Copy the passage below on evaluating statement faithfulness with LLM prompts word for word, in full.

** Opening Passage shown block **

The order of operations involving calls to LLMs with specific prompts for evaluating the faithfulness of statements derived from a given context or answer. 

### **Generating Statements from Answers**:
The order of operations involving calls to Language Models (LLMs) and the usage of prompts in this code focuses on evaluating the faithfulness of statements derived from a given context or answer. 

   - Initially, for a given question-answer pair, the system uses the `LONG_FORM_ANSWER_PROMPT`. This prompt instructs the LLM to generate one or more statements based on the given answer. The aim here is to distill the essence of the answer into concise statements.

   - The prompt includes detailed instructions for the LLM, specifying how to transform answers into statements, and is accompanied by examples to guide the LLM's generation process.
   
   - Once the LLM processes this prompt, the generated output is parsed using the `_statements_output_parser`, which ensures the output aligns with the `StatementsAnswers` model structure. This process extracts the list of statements as structured data.


In [None]:
from ragas.metrics import faithfulness

In [None]:
faithfulness.long_form_answer_prompt.__dict__

### **Evaluating Statement Faithfulness**

   - After statements are generated, the next step is to evaluate **faithfulness** —that is, whether the statements are accurate and truthful representations of the original context or answer.

   - For this, the system employs the `NLI_STATEMENTS_MESSAGE` prompt. 
   
   - This prompt directs the LLM to assess each generated statement's faithfulness based on the original context (from which the question-answer pair was derived) or additional context provided separately.

** Closing Passage shown block **
** Opening Dataset content block **

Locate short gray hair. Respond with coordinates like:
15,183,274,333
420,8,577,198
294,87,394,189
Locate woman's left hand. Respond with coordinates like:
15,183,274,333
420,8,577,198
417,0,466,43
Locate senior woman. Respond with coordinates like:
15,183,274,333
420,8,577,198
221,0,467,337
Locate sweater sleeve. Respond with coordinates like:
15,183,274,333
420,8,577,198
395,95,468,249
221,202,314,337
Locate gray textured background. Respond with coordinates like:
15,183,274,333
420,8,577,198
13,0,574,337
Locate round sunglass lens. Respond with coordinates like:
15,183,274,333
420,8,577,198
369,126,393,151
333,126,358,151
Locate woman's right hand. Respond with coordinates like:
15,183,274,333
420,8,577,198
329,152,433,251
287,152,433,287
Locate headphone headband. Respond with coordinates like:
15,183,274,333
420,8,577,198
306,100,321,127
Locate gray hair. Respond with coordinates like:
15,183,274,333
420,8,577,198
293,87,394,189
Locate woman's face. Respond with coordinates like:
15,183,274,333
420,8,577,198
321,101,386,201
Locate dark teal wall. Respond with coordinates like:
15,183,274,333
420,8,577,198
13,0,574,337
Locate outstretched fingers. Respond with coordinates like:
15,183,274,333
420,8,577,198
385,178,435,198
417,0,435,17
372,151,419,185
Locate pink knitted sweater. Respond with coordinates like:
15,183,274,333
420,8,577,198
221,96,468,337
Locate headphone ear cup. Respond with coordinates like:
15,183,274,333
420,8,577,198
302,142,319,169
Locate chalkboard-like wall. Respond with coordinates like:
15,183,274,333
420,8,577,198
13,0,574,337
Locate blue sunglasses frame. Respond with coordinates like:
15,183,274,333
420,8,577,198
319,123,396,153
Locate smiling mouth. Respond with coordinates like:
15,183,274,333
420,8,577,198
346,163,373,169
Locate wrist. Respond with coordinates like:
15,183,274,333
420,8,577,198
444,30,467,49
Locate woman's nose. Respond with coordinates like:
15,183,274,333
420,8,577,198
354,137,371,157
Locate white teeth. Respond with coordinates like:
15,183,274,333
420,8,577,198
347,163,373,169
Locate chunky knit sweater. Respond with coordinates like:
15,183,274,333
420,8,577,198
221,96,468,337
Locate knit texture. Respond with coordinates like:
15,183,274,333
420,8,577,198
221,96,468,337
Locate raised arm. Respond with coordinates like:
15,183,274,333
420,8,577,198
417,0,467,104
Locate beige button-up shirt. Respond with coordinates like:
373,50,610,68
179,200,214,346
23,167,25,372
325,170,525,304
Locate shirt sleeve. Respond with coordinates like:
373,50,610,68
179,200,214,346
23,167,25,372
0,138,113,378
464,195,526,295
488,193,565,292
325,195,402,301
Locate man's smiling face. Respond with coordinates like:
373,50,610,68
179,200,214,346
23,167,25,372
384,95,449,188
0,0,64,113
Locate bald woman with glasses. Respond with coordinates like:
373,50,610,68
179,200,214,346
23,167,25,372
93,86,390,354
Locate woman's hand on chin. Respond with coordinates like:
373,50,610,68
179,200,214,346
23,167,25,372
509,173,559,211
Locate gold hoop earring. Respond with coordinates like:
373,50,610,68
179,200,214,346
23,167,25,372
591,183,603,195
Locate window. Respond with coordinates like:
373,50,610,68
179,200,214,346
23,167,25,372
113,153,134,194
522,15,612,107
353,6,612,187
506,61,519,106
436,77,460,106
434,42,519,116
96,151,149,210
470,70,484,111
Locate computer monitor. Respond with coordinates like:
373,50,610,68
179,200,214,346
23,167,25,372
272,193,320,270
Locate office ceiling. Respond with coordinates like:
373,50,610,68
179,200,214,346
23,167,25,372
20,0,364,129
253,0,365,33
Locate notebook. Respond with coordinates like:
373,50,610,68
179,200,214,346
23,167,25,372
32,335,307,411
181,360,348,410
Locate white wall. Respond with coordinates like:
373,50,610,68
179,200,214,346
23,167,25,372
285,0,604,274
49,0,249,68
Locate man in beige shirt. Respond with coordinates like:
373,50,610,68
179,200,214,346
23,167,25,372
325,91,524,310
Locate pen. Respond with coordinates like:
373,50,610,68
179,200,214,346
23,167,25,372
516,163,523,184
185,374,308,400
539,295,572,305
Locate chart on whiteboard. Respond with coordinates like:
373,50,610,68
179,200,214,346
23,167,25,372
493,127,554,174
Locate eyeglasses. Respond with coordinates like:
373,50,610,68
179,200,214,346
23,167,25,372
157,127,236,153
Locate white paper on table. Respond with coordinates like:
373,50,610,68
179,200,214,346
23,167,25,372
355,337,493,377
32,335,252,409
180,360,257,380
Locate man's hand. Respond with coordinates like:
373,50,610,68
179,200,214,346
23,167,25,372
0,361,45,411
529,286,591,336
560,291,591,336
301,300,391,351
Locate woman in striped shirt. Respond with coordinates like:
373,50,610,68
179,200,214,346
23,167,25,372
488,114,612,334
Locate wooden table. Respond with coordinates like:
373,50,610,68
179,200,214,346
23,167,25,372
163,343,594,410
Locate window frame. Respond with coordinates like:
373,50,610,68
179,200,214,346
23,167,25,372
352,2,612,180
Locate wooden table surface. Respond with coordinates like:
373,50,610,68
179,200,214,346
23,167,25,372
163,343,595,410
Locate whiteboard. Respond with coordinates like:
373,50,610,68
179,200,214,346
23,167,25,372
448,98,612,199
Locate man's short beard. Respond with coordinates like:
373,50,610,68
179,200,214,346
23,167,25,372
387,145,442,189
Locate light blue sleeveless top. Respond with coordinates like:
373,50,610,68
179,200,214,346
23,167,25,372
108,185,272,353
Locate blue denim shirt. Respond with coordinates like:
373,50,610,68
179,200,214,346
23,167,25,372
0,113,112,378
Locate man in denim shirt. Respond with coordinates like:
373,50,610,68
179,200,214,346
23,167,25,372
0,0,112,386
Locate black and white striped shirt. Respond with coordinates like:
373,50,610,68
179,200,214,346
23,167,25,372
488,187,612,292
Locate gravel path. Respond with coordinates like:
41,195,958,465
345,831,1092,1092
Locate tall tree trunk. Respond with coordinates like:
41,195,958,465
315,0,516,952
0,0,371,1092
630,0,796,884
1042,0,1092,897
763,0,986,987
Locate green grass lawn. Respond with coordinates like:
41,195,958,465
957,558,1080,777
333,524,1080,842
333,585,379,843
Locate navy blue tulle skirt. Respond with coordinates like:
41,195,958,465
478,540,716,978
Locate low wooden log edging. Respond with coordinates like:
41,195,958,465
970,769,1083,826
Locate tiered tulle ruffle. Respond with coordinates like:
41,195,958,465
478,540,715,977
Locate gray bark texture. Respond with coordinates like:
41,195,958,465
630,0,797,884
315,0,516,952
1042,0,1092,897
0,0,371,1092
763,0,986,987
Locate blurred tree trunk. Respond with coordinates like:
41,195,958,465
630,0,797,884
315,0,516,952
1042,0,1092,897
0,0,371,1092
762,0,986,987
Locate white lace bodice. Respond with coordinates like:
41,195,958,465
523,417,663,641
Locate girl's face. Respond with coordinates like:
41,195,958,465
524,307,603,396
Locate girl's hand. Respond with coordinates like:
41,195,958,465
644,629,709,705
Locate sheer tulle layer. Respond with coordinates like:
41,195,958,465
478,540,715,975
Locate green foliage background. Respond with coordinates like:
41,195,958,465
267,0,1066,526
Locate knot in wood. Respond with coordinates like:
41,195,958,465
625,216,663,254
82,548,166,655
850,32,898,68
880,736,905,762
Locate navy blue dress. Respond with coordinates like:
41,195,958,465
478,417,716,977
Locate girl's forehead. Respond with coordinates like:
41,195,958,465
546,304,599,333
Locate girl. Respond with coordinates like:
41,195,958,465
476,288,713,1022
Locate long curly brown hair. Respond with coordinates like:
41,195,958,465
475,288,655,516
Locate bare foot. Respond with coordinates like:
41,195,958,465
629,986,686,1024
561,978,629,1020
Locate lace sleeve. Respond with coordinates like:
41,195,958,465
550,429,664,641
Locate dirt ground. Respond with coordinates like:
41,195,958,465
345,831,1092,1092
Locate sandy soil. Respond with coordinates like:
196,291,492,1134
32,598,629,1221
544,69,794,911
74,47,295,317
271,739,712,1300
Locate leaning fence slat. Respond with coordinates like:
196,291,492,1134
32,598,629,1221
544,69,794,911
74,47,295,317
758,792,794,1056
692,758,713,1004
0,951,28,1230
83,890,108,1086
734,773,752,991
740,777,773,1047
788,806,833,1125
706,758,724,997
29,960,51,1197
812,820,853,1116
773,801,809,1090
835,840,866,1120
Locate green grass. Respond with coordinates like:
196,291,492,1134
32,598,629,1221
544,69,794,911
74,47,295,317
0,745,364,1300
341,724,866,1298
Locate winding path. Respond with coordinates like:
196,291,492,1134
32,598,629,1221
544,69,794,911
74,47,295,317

** Closing Dataset content block **

Response »
The order of operations involving calls to LLMs with specific prompts for evaluating the faithfulness of statements derived from a given context or answer. 

### **Generating Statements from Answers**:
The order of operations involving calls to Language Models (LLMs) and the usage of prompts in this code focuses on evaluating the faithfulness of statements derived from a given context or answer. 

   - Initially, for a given question-answer pair, the system uses the `LONG_FORM_ANSWER_PROMPT`. This prompt instructs the LLM to generate one or more statements based on the given answer. The aim here is to distill the essence of the answer into concise statements.

   - The prompt includes detailed instructions for the LLM, specifying how to transform answers into statements, and is accompanied by examples to guide the LLM's generation process.
   
   - Once the LLM processes this prompt, the generated output is parsed using the `_statements_output_parser`, which ensures the output aligns with the `StatementsAnswers` model structure. This process extracts the list of statements as structured data.


In [None]:
from ragas.metrics import faithfulness

In [None]:
faithfulness.long_form_answer_prompt.__dict__

### **Evaluating Statement Faithfulness**

   - After statements are generated, the next step is to evaluate **faithfulness** —that is, whether the statements are accurate and truthful representations of the original context or answer.

   - For this, the system employs the `NLI_STATEMENTS_MESSAGE` prompt. 
   
   - This prompt directs the LLM to assess each generated statement's faithfulness based on the original context (from which the question-answer pair was derived) or additional context provided separately.